▶ **EXERCISE GOAL**
Pick up the forum thread below about mixing Regal and Super Hide eggshell on a bedroom wall and carry it on from its last line.

▶ **EXTRACT**
——
# used BM Regal on a wall and half..rest with super hide



## flashme18 (May 15, 2008)

been working on my parents bedroom as a surprise while they are away the last few days. Working at night after I get home from work. Bought one gallon of super hide eggshell and ran out of paint with one short wall left and 3 feet on another wall. My paint supplier was closed and only Ace was open at 7. They dont carry super hide in eggshell.

So I figured I would try to use Regal eggshell. Well Regal has a higher sheen I guess. The last stretch is a little shinier. I can see exactly where I painted with the Regal v. super hide.

woke up early and bought the super hide this morning...Will I have to paint the entire room again with another coat? Or, can I get buy with sanding the regall a bit and rolling out the super hide over the Regal on that one wall and 3 feet of the other? Will it blend properly? 

My parents get home tomorrow and need to have this done tonight! 

Thanks.


----------



## ewingpainting.net (Jun 2, 2008)

You should at least go corner to corner.


----------



## Workaholic (Apr 17, 2007)

ewingpainting.net said:


> You should at least go corner to corner.


I agree with Gabe.


My family's home gets painted with what ever I have around here.


----------



## TooledUp (May 17, 2008)

That's a DIY question if I ever heard one :whistling2:


----------



## DeanV (Apr 18, 2007)

At least paint as many complete walls with the Regal as possible. SuperHide flat is fine for a dead flat, but that is it. A cheap eggshell still is not washable.


----------



## flashme18 (May 15, 2008)

painted the two sections of wall..looks fine...my paint store rep thought super hide was right for the job. No sense in spending extra on paint when the house is going up for sale in a few months. The new owners will repaint anyway.


----------



## tsunamicontract (May 3, 2008)

that sounds like a question that "hire a painter" is the answer to . . .


----------



## flashme18 (May 15, 2008)

thanks dean and ewing... 

why answer a post if you have nothing to contribute but busting my balls.


----------



## TooledUp (May 17, 2008)

flashme18 said:


> thanks dean and ewing...
> 
> why answer a post if you have nothing to contribute but busting my balls.


Because you're a DIYer. Almost every question you've asked has been pretty basic. Have you finished your parent's home yet home yet?


----------



## NCPaint1 (Aug 6, 2009)
——
▶ **DATA LINES**
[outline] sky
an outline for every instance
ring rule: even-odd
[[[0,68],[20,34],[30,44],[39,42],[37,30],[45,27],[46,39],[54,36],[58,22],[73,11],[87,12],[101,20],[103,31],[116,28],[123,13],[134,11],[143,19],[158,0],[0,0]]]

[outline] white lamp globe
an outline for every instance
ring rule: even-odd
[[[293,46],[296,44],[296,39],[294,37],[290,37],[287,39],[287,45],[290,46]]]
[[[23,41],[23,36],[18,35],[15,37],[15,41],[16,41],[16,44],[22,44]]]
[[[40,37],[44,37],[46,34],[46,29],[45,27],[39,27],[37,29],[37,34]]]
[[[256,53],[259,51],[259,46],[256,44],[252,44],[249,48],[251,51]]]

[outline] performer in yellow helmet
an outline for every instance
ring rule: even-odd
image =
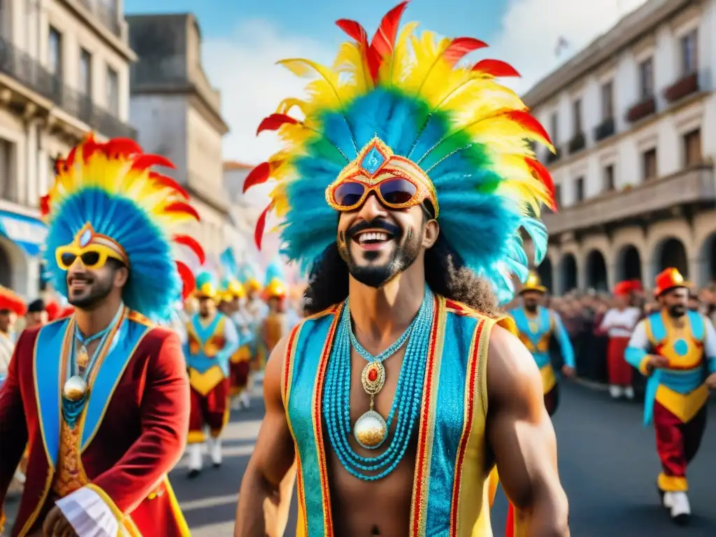
[[[691,505],[686,470],[706,428],[709,390],[716,389],[716,330],[688,309],[687,283],[669,268],[656,277],[661,311],[641,321],[624,357],[647,377],[644,422],[653,423],[662,472],[662,503],[678,524],[688,523]]]
[[[495,82],[514,69],[461,61],[484,43],[397,37],[406,5],[372,40],[339,21],[333,69],[281,62],[316,79],[259,127],[285,147],[244,183],[276,181],[257,242],[283,219],[311,315],[266,365],[237,537],[264,534],[294,460],[299,536],[490,536],[495,464],[518,535],[569,535],[541,377],[493,294],[526,279],[523,230],[545,255],[553,186],[528,142],[551,143]]]
[[[198,311],[187,324],[185,348],[191,386],[188,439],[190,478],[201,472],[205,442],[214,467],[221,465],[221,433],[230,412],[231,357],[239,346],[233,322],[217,311],[220,299],[213,274],[203,272],[197,276],[194,295],[198,300]]]

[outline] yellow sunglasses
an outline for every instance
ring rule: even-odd
[[[63,271],[69,270],[69,267],[74,265],[78,258],[86,268],[90,270],[101,268],[110,257],[126,264],[125,260],[120,254],[101,244],[90,244],[84,248],[75,244],[62,246],[55,251],[54,256],[57,266]]]

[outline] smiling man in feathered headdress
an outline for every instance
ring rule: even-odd
[[[541,377],[493,294],[527,276],[521,230],[545,254],[553,186],[529,142],[551,143],[495,81],[513,69],[462,61],[484,43],[397,36],[406,4],[372,41],[339,21],[333,69],[279,62],[316,79],[259,127],[285,147],[244,188],[276,180],[257,242],[284,218],[312,314],[266,366],[237,536],[263,535],[294,458],[301,535],[491,535],[495,462],[518,526],[569,533]]]
[[[29,440],[13,536],[188,536],[167,474],[189,387],[171,315],[193,279],[175,258],[198,219],[171,166],[130,140],[88,136],[41,201],[45,262],[71,315],[24,331],[0,391],[0,505]]]

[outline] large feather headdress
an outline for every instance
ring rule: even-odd
[[[279,63],[314,78],[307,98],[286,99],[258,132],[274,130],[284,148],[251,171],[244,190],[276,182],[256,229],[261,246],[266,217],[284,221],[281,251],[306,271],[336,241],[336,212],[324,192],[377,136],[427,174],[440,203],[440,233],[460,261],[490,280],[501,300],[513,294],[511,274],[526,279],[524,229],[539,263],[546,229],[541,204],[553,208],[553,185],[531,142],[553,151],[519,97],[498,77],[518,76],[495,59],[463,62],[487,45],[470,37],[440,39],[400,19],[407,2],[383,18],[370,41],[357,22],[339,20],[352,41],[331,68],[309,59]]]
[[[164,157],[144,153],[133,140],[98,143],[91,135],[57,161],[54,184],[40,205],[49,227],[45,261],[64,296],[67,273],[55,251],[72,243],[88,224],[126,254],[130,279],[122,299],[132,309],[165,321],[177,298],[193,290],[189,265],[203,263],[204,253],[192,237],[175,232],[199,216],[180,185],[151,170],[156,165],[174,167]]]

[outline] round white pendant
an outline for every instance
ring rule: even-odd
[[[79,401],[87,392],[87,383],[79,375],[67,379],[62,388],[62,396],[69,401]]]
[[[385,442],[388,427],[382,416],[375,410],[369,410],[356,421],[353,436],[362,448],[374,450]]]

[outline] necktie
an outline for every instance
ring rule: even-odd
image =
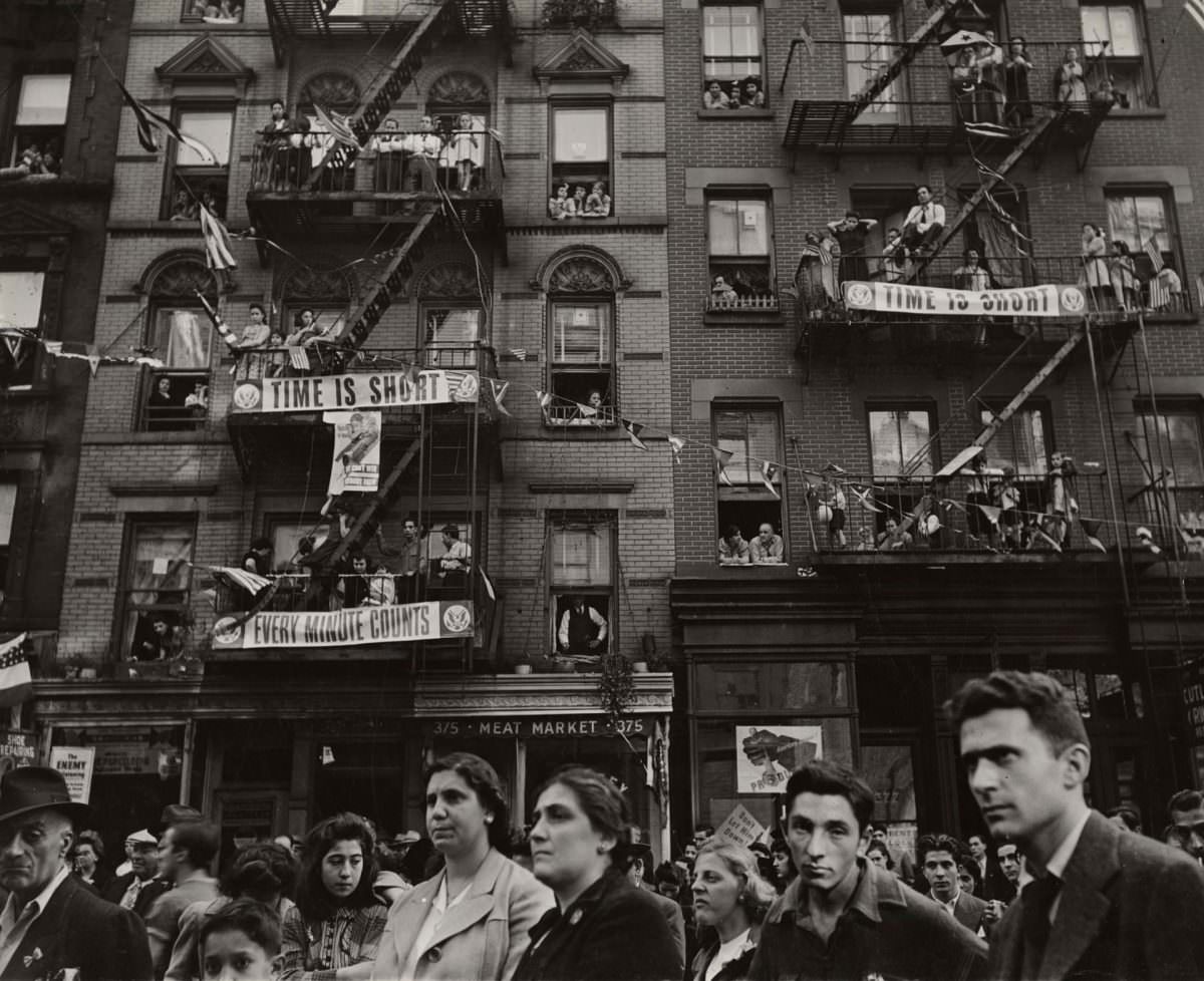
[[[1035,976],[1040,970],[1045,945],[1050,939],[1050,909],[1057,898],[1062,881],[1056,875],[1034,879],[1020,892],[1023,903],[1021,928],[1025,936],[1025,976]]]

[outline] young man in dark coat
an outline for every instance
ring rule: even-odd
[[[958,981],[981,971],[982,940],[858,856],[874,812],[874,792],[860,776],[815,760],[786,782],[785,806],[798,877],[769,908],[750,981]]]
[[[0,979],[33,981],[78,971],[79,981],[150,981],[142,921],[100,899],[70,874],[71,802],[63,775],[22,767],[0,778]]]
[[[1204,870],[1087,806],[1091,744],[1062,686],[995,672],[950,704],[991,834],[1025,856],[1020,896],[991,935],[999,981],[1204,977]]]

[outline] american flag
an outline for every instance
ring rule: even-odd
[[[19,705],[34,689],[29,660],[22,649],[28,636],[18,634],[0,645],[0,705]]]
[[[1151,235],[1145,242],[1145,254],[1150,256],[1155,272],[1162,272],[1162,253],[1158,250],[1157,232]]]

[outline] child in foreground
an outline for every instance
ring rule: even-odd
[[[275,981],[281,973],[281,920],[253,899],[223,906],[197,935],[203,981]]]

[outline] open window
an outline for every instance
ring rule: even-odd
[[[778,308],[768,197],[715,194],[707,200],[709,311]]]
[[[762,469],[765,461],[783,459],[781,413],[777,407],[716,404],[710,415],[715,445],[731,454],[716,468],[715,542],[733,525],[745,540],[755,538],[762,524],[785,536],[781,468],[775,466],[768,480]]]
[[[170,141],[163,218],[195,221],[201,203],[225,218],[230,190],[230,144],[234,108],[230,106],[177,106],[172,122],[202,144],[194,148]]]
[[[118,593],[118,660],[179,654],[188,622],[196,521],[130,518]]]
[[[557,654],[606,654],[614,639],[614,515],[560,512],[549,520],[553,649]]]

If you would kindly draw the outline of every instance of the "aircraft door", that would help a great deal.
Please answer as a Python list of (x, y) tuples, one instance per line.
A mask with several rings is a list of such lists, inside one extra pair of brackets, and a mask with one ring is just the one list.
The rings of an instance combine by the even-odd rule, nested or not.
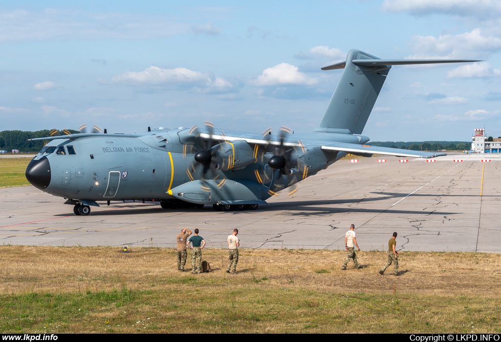
[(71, 169), (63, 168), (63, 181), (61, 182), (61, 185), (65, 185), (65, 186), (70, 185), (70, 180), (71, 179)]
[(186, 174), (186, 166), (183, 156), (178, 156), (177, 154), (169, 152), (165, 159), (167, 169), (164, 184), (165, 190), (170, 190), (187, 182), (185, 177), (183, 176)]
[(115, 197), (118, 190), (118, 184), (120, 182), (120, 171), (110, 171), (108, 176), (108, 188), (104, 197)]

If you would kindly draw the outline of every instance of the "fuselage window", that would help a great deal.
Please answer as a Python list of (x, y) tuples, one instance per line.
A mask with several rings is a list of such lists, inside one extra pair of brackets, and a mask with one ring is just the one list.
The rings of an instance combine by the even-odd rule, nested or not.
[(56, 150), (56, 146), (50, 146), (47, 148), (47, 149), (45, 150), (45, 153), (46, 154), (51, 154), (54, 153), (54, 151)]
[(70, 155), (77, 154), (77, 152), (75, 152), (75, 148), (73, 146), (69, 146), (66, 147), (68, 148), (68, 154)]
[(57, 152), (56, 152), (56, 154), (62, 154), (64, 156), (66, 154), (66, 152), (64, 150), (64, 146), (61, 146), (58, 148)]

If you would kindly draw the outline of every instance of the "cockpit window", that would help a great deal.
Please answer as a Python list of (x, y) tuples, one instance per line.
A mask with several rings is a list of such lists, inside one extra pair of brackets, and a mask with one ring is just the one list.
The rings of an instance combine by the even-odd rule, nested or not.
[(73, 146), (67, 146), (66, 148), (68, 148), (68, 154), (76, 154), (77, 152), (75, 152), (75, 148)]
[(64, 156), (66, 154), (66, 151), (65, 150), (64, 146), (60, 146), (59, 148), (58, 148), (57, 152), (56, 152), (56, 154), (61, 154)]
[(50, 146), (47, 148), (47, 149), (45, 150), (45, 153), (46, 154), (51, 154), (54, 153), (54, 152), (56, 150), (56, 148), (57, 146)]

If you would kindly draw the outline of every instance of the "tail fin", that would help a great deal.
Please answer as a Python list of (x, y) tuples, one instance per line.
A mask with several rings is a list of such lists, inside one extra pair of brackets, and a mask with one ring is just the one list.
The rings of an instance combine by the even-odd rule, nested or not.
[(381, 60), (352, 50), (346, 62), (322, 68), (344, 68), (314, 132), (361, 134), (392, 65), (479, 62), (466, 60)]

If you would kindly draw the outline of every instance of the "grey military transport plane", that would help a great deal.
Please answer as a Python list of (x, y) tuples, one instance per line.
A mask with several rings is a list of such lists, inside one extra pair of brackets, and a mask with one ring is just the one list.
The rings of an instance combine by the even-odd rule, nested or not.
[(77, 215), (98, 201), (158, 201), (164, 208), (203, 206), (255, 210), (278, 192), (348, 154), (430, 158), (445, 154), (377, 147), (361, 135), (392, 66), (477, 62), (381, 60), (352, 50), (346, 60), (322, 68), (344, 70), (324, 116), (310, 133), (282, 128), (274, 136), (199, 128), (144, 133), (84, 132), (49, 140), (26, 169), (35, 187), (67, 200)]

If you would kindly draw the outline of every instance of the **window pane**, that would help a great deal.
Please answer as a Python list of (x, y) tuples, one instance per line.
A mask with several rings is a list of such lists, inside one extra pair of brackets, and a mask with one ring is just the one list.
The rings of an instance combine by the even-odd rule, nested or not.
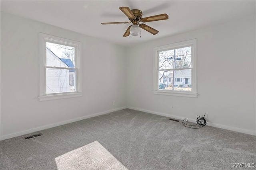
[(158, 89), (165, 89), (170, 85), (172, 78), (172, 71), (160, 71)]
[(159, 73), (159, 89), (191, 91), (191, 69), (160, 71)]
[(173, 68), (174, 51), (159, 51), (159, 70)]
[(174, 50), (175, 52), (175, 68), (191, 67), (191, 47)]
[(46, 68), (46, 94), (76, 91), (74, 70)]
[(75, 48), (46, 43), (46, 66), (74, 68)]

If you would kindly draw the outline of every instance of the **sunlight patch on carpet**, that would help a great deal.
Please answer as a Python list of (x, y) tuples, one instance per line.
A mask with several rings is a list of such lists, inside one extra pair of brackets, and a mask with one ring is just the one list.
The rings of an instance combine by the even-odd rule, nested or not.
[(58, 170), (128, 170), (96, 141), (55, 158)]

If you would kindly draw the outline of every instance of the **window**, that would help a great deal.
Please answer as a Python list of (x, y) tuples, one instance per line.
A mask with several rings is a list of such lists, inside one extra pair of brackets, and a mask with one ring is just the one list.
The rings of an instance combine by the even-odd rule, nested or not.
[[(154, 49), (153, 94), (196, 98), (196, 39)], [(168, 79), (166, 87), (160, 82)]]
[(39, 100), (81, 96), (82, 43), (42, 33), (39, 39)]

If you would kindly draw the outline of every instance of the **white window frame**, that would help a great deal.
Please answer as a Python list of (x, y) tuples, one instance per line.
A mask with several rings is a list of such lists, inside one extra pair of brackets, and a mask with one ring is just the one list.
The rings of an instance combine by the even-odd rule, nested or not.
[[(56, 43), (75, 48), (76, 92), (46, 94), (46, 42)], [(39, 33), (39, 101), (45, 101), (80, 97), (82, 90), (82, 43), (74, 40)]]
[[(197, 97), (196, 86), (196, 39), (174, 43), (154, 47), (153, 68), (153, 90), (154, 94), (170, 95), (177, 96), (196, 98)], [(180, 91), (159, 89), (159, 51), (191, 47), (191, 91)]]

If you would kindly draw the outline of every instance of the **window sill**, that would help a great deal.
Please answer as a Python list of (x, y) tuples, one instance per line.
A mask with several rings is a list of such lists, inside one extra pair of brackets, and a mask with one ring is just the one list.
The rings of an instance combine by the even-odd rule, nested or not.
[(197, 93), (192, 92), (180, 92), (178, 91), (166, 91), (166, 90), (154, 90), (153, 91), (154, 94), (160, 94), (162, 95), (173, 96), (175, 96), (187, 97), (189, 98), (196, 98)]
[(64, 94), (48, 94), (45, 96), (38, 96), (40, 101), (55, 100), (57, 99), (65, 99), (67, 98), (81, 97), (84, 93), (78, 92), (72, 93), (66, 93)]

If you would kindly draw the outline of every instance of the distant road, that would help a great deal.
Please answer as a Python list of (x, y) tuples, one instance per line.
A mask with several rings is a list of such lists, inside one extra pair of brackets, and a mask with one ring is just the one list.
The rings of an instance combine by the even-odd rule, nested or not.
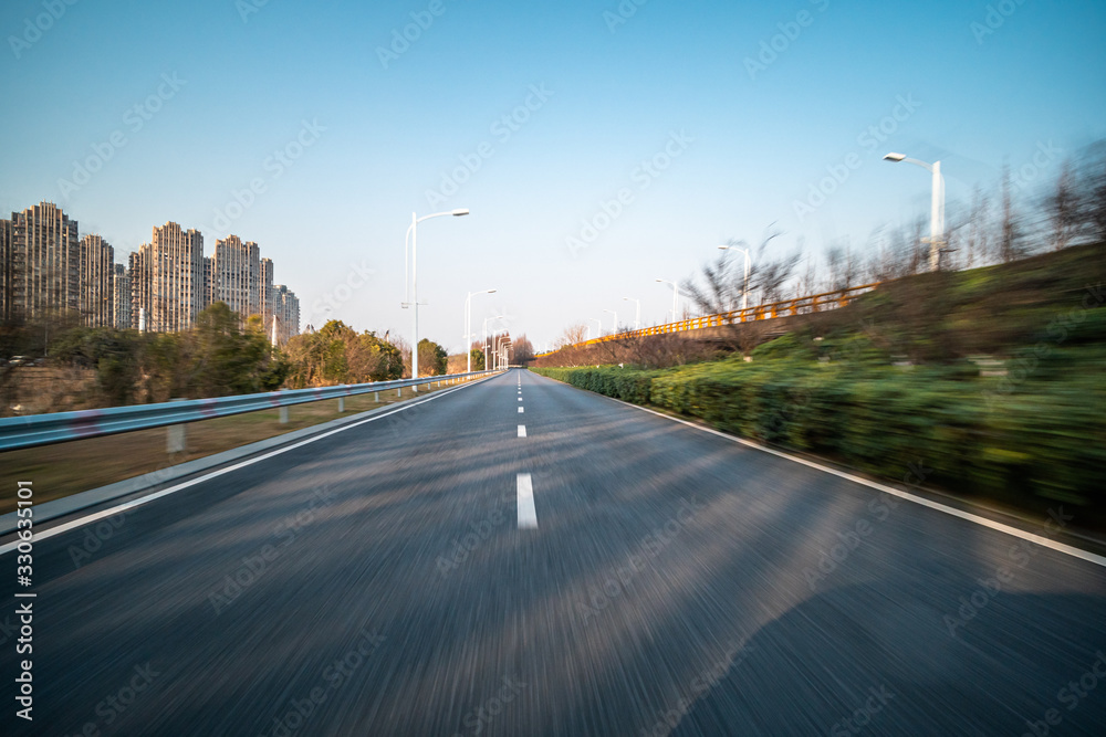
[(420, 401), (38, 541), (33, 725), (0, 557), (0, 733), (1106, 735), (1094, 560), (525, 371)]

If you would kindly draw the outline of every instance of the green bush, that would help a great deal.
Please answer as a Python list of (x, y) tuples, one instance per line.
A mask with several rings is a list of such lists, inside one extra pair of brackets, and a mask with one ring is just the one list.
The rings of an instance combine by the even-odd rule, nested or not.
[[(781, 346), (780, 348), (786, 348)], [(1063, 380), (1015, 383), (962, 366), (909, 370), (778, 360), (723, 360), (643, 371), (532, 369), (608, 397), (699, 418), (726, 432), (827, 456), (865, 472), (1012, 504), (1032, 497), (1106, 512), (1106, 383), (1100, 350), (1074, 349)], [(1073, 365), (1074, 361), (1074, 365)], [(1100, 366), (1100, 364), (1097, 364)]]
——
▶ **RESULT BELOW**
TooledUp said:


> Because you're a DIYer. Almost every question you've asked has been pretty basic. Have you finished your parent's home yet home yet?


 
No problem with DIY, thats how you learn. You do things, screw up, and re-do them, and hopefully learn from it. Super Hide is cheap, but for what he's doing, its fine. 

BUT.....for future reference. 
3 coats super hide...so lets say 3 gallons. 3 x $19 = $57 + 3 trips to the store

1 coat AURA 1 x $50 = $50 + 1 trip to the store.

Show me where the savings was by going cheap?


----------



## TooledUp (May 17, 2008)

NCPaint1 said:


> No problem with DIY, thats how you learn. You do things, screw up, and re-do them, and hopefully learn from it.


ROTFLOLLALOC :lol: :lol: :lol: :laughing: Ya gotta love the hacks


----------



## tntpainting (Apr 3, 2008)

You Guys Are Brutal


----------



## flashme18 (May 15, 2008)

TooledUp said:


> Because you're a DIYer. Almost every question you've asked has been pretty basic. Have you finished your parent's home yet home yet?


 
I had a painting business for a few years, struggled and moved onto a new career in the financial world. 

What are the qualifications necessary to post here? No new painters? 5-10 years experience only? Must have 10 employees? Gimme a break. In any business, you better learn on the go, or not even bother being an entrepreneur. 

There is no one in the world that knows all the answers. So no need for that holier than thou BS.


----------



## TJ Paint (Jun 18, 2009)

flashme18 said:


> I had a painting business for a few years, struggled and moved onto a new career in the financial world.
> 
> What are the qualifications necessary to post here? No new painters? 5-10 years experience only? Must have 10 employees? Gimme a break. In any business, you better learn on the go, or not even bother being an entrepreneur.
> 
> There is no one in the world that knows all the answers. So no need for that holier than thou BS.


Maybe thats how the financial crisis developed. Nobody knew what they were doing.


----------



## chrisn (Jul 15, 2007)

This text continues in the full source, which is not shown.